**Extrait du document**.
* * *

Edouard, travaille.... " Histoire de la violence", Edouard Louis

Edouard, travaille.... " Histoire de la violence", Edouard Louis

Je suis embêté, un peu. J'ai une sympathie non négociable pour Edouard Louis. Je suis comme lui un transfuge social - moins radical, certes, dans la distance franchie -, je connais comme lui la littérature et la sociologie des transfuges, j'ai lu Eribon, son ami Didier dans le livre dont on va parler -, j'ai lu Bourdieu et j'adhère, j'ai lu Ernaux et j'aime, je serais sans doute d'accord avec lui sur à peu près tout, je suis de cette famille, mais je suis obligé de le constater ; " Histoire de la violence", titre piqué à un film terrifiant de Cronenberg, n'est pas un grand récit. On allait voir ce qu'on allait voir, d'après l'arsenal commercial déployé. J'ai lu. Et j'ai lu un roman qui a son intérêt mais il faudra à Edouard Louis beaucoup de chemin pour donner le meilleur qu'il a sans doute en lui.

* * *

**Informations extraites**.
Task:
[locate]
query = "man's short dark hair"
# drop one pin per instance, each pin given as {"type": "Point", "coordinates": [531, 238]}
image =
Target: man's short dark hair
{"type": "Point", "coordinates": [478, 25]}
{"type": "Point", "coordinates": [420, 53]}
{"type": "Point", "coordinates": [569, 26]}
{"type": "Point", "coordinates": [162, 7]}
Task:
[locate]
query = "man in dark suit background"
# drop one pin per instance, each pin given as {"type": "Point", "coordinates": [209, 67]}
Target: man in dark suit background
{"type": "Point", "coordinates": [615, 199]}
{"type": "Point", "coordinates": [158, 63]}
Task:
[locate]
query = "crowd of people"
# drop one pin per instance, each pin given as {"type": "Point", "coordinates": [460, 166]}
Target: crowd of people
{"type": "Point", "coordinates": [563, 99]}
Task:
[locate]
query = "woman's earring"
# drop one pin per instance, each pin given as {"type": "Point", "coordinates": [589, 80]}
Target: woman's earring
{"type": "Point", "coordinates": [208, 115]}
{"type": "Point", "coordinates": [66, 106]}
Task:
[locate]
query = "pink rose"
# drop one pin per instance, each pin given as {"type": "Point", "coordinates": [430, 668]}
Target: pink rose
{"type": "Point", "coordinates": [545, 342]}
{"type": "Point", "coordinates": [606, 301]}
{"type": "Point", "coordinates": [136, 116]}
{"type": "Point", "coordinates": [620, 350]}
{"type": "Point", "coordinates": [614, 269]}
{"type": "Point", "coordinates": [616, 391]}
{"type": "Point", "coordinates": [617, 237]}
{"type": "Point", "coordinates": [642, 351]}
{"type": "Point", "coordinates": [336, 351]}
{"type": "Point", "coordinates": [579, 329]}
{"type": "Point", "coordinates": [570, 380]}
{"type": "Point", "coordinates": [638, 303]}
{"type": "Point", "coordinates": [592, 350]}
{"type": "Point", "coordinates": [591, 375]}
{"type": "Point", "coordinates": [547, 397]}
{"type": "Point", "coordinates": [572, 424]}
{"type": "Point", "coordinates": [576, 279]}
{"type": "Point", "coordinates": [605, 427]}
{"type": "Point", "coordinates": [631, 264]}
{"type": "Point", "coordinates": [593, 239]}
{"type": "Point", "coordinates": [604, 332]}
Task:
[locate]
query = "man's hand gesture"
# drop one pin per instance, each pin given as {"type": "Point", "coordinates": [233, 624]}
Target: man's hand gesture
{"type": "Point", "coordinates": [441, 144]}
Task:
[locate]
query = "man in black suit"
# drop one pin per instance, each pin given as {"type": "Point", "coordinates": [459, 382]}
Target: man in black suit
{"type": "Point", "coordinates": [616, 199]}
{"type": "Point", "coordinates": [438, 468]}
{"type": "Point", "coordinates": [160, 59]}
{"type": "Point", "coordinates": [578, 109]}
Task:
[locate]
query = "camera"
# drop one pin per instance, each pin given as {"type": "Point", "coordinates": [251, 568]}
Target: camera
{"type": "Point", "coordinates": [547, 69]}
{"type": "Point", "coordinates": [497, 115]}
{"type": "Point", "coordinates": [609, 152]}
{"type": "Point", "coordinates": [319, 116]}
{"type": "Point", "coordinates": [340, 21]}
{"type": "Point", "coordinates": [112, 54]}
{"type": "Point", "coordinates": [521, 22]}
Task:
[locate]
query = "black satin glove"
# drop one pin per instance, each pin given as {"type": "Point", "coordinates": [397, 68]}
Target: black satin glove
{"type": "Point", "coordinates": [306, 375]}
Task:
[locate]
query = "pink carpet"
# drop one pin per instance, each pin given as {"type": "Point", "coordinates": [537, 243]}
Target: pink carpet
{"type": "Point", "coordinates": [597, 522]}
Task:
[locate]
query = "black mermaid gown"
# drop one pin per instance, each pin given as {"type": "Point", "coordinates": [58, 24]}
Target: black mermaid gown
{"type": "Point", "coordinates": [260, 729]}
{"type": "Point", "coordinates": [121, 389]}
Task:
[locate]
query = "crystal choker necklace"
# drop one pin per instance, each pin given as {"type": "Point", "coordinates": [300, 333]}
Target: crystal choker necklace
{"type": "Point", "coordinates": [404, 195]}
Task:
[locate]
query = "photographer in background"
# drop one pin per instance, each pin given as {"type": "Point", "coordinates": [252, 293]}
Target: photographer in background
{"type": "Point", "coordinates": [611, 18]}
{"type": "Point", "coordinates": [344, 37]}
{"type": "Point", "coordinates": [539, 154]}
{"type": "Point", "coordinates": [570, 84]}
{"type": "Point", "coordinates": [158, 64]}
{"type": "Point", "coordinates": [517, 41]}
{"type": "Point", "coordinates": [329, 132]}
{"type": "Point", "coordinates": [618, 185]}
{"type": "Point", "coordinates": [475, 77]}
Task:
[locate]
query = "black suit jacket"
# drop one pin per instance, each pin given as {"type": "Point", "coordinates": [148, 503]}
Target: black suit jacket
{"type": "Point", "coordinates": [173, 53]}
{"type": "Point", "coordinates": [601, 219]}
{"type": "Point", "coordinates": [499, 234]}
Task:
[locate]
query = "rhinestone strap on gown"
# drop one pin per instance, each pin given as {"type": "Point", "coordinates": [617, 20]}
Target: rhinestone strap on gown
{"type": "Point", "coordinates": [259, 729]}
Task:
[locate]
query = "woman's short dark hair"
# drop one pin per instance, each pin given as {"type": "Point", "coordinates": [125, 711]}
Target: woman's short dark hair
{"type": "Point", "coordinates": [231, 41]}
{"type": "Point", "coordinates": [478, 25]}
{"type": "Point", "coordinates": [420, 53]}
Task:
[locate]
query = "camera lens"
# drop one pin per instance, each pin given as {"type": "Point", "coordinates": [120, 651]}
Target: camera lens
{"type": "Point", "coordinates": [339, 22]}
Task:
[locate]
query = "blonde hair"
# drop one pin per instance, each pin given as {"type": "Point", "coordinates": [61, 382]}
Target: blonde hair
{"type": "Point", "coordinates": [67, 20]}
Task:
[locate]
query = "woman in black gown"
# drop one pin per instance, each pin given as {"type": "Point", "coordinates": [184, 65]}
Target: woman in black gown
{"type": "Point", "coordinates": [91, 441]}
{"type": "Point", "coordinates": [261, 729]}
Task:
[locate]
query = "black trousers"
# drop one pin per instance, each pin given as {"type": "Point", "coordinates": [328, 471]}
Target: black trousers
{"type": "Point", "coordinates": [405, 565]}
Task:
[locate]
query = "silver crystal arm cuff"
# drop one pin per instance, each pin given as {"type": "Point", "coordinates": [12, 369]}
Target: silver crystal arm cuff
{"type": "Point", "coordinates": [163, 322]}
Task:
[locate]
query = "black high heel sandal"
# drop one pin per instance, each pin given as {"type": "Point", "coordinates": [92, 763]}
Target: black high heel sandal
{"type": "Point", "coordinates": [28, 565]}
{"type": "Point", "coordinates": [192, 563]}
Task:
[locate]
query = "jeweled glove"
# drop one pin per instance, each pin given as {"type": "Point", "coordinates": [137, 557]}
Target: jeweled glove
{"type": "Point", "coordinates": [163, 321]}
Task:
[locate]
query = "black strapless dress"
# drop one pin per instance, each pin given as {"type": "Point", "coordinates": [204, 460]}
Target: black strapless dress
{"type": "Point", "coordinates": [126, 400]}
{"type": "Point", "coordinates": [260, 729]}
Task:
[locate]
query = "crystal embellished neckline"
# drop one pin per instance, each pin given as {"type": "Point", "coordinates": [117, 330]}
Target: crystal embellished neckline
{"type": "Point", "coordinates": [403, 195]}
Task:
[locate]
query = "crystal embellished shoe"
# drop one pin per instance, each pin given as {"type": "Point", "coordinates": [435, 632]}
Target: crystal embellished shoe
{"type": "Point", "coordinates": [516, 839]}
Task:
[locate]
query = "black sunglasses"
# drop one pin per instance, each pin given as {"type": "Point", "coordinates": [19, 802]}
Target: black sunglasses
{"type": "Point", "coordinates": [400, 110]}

* * *

**Consignes**.
1 – D'après l'extrait sur « Histoire de la violence », à quelle œuvre ce titre a-t-il été emprunté ?
2 – En vous appuyant sur l'extrait sur « Histoire de la violence », expliquez la phrase « Je suis embêté, un peu ».
Les lignes forment un matériau distinct de l'extrait.

**Réponses complètes**.
1 – À un film terrifiant de Cronenberg.

2 – L'extrait exprime une sympathie « non négociable » pour Edouard Louis, fondée sur un parcours commun de transfuge social, les mêmes lectures (Eribon, Bourdieu, Ernaux) et un accord probable sur à peu près tout. Or il faut constater que « Histoire de la violence » n'est pas un grand récit, d'où l'embarras.